_Given data_
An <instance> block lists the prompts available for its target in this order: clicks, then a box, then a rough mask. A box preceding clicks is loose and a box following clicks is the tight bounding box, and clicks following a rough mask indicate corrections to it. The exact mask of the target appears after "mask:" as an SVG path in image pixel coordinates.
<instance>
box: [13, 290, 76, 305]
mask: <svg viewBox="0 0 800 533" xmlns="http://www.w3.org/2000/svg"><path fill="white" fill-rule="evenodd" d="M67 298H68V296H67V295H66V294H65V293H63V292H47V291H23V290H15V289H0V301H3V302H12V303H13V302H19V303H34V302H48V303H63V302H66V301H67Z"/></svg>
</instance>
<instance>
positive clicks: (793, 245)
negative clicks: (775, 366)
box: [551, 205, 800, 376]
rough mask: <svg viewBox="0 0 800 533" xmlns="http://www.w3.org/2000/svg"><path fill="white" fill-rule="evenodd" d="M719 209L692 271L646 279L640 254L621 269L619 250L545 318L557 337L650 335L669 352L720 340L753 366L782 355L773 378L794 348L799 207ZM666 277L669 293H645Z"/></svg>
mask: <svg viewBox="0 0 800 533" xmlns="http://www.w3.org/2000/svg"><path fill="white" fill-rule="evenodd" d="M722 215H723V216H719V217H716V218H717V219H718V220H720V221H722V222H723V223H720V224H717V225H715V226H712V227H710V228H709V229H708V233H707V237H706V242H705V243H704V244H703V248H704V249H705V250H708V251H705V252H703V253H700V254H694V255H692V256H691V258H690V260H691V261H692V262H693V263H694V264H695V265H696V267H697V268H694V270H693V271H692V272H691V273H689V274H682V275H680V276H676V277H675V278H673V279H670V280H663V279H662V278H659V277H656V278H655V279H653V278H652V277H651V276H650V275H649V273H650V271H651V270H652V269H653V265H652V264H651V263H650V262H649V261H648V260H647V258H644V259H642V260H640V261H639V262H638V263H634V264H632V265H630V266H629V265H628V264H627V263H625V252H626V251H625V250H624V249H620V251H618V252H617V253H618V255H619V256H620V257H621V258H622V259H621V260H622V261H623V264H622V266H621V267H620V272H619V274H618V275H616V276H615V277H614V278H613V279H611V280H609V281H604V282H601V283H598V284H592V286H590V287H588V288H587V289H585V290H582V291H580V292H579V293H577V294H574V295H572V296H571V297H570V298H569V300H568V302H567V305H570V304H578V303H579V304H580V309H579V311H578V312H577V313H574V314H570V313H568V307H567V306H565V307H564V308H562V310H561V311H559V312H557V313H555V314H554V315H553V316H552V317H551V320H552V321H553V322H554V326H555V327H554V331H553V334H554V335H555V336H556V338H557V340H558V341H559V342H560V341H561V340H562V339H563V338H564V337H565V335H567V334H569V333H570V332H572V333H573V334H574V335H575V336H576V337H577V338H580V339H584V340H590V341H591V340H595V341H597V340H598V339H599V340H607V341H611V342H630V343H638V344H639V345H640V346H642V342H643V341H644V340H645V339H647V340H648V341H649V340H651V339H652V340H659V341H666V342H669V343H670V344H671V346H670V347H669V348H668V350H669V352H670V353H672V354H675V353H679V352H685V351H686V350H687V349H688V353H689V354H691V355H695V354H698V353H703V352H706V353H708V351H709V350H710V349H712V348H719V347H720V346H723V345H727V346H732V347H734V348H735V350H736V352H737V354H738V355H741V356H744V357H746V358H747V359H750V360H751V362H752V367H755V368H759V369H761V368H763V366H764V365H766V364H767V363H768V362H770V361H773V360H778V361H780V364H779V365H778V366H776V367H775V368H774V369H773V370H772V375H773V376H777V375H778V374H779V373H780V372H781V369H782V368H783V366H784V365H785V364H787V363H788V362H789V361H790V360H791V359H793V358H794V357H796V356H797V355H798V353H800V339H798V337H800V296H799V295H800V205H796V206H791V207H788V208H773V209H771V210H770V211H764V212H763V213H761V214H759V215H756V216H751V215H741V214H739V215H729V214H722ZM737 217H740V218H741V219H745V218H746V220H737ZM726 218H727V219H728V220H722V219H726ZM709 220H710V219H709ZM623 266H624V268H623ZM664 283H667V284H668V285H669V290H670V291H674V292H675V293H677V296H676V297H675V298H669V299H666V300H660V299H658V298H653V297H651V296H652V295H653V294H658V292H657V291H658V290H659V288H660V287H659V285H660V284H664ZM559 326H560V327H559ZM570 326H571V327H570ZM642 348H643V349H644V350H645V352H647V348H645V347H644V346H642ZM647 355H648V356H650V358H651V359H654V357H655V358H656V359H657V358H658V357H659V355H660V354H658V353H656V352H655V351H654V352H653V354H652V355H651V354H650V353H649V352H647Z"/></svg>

_Task to complete_
In the listing above, find each line with the word "clicks" and copy it out.

_Answer space_
An <instance> block lists the prompts available for its target in this order: clicks, then a box, then a rough mask. A box preceding clicks is loose and a box following clicks is the tight bounding box, and clicks following a rough mask indicate corrections to it. The exact mask of the target appears after "mask:" as an SVG path in image pixel coordinates.
positive clicks: (793, 245)
negative clicks: (775, 366)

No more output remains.